ENTRIES SUPPLIED Block Start

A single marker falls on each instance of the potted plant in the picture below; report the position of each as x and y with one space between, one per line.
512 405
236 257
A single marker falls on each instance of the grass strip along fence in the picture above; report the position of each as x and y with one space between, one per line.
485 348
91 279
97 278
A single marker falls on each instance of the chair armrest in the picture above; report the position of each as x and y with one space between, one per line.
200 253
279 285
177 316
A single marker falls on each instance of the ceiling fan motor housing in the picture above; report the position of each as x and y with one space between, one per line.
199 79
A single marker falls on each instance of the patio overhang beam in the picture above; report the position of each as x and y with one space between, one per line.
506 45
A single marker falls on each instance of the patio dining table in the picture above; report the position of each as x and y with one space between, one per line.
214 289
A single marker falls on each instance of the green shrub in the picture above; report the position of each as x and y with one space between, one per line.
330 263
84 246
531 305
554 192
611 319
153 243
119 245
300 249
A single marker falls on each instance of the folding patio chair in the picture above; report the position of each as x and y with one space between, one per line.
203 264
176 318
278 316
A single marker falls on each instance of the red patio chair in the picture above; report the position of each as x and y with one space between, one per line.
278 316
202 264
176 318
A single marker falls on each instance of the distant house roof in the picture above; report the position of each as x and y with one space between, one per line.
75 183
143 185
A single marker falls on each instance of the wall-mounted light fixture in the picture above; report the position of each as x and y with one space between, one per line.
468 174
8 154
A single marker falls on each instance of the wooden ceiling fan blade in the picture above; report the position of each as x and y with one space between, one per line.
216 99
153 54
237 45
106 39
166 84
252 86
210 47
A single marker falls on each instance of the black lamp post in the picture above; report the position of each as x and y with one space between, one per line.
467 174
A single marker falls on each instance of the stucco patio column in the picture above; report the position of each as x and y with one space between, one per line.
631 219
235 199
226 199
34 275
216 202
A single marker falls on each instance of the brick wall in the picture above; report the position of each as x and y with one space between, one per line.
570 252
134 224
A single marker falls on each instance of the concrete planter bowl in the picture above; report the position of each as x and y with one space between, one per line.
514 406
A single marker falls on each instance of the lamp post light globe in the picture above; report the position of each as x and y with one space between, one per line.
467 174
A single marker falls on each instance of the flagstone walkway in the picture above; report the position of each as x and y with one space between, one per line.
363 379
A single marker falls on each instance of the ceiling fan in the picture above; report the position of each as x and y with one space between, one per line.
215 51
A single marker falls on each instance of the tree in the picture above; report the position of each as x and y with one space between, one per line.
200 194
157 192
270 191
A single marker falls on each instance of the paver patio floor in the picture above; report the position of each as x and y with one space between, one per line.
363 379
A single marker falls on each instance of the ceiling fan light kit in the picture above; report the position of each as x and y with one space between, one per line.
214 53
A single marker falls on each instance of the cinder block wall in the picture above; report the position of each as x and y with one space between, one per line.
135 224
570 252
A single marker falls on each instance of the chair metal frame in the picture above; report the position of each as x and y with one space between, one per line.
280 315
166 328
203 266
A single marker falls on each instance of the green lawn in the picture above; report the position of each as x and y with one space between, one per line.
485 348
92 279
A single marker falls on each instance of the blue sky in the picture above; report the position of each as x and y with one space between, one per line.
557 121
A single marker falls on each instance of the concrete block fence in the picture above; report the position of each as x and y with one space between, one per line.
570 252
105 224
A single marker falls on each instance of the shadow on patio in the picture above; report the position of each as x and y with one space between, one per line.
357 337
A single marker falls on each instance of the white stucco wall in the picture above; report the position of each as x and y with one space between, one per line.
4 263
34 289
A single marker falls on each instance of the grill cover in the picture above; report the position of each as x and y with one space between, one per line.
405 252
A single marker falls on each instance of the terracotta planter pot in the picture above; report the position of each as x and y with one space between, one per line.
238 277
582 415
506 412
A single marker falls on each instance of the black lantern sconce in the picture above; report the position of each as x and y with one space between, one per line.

ENTRIES SUPPLIED Block End

# WHAT YOU HAVE TO DO:
The expected response consists solely of the lines from the one with "A single marker falls on each instance of the concrete block" through the end of the records, repeated exactly.

# REPLY TO THE EXERCISE:
A single marker falls on each instance of the concrete block fence in the picture above; report the position of each as x and y with one space between, one per line.
570 252
105 224
A single marker falls on each instance of the shadow on patio in the picture above; report the position of each as x and y with one space between, one per line.
357 337
A single marker falls on each instance of the white stucco wall in the picture above; report the position of each as x and y with one space between, one per line.
4 263
34 289
A single marker falls on each instance of the grill cover in the picture above; report the position of each as x and y with one space between, one per line.
405 252
A single marker falls on each instance of the terracotta planter pot in the picture above; report the position of each as x and y with one space between, one per line.
238 277
582 415
506 412
A single marker falls on each instance of the black lantern sconce in the picture above; report the position of each as x and y with one space between, one per line.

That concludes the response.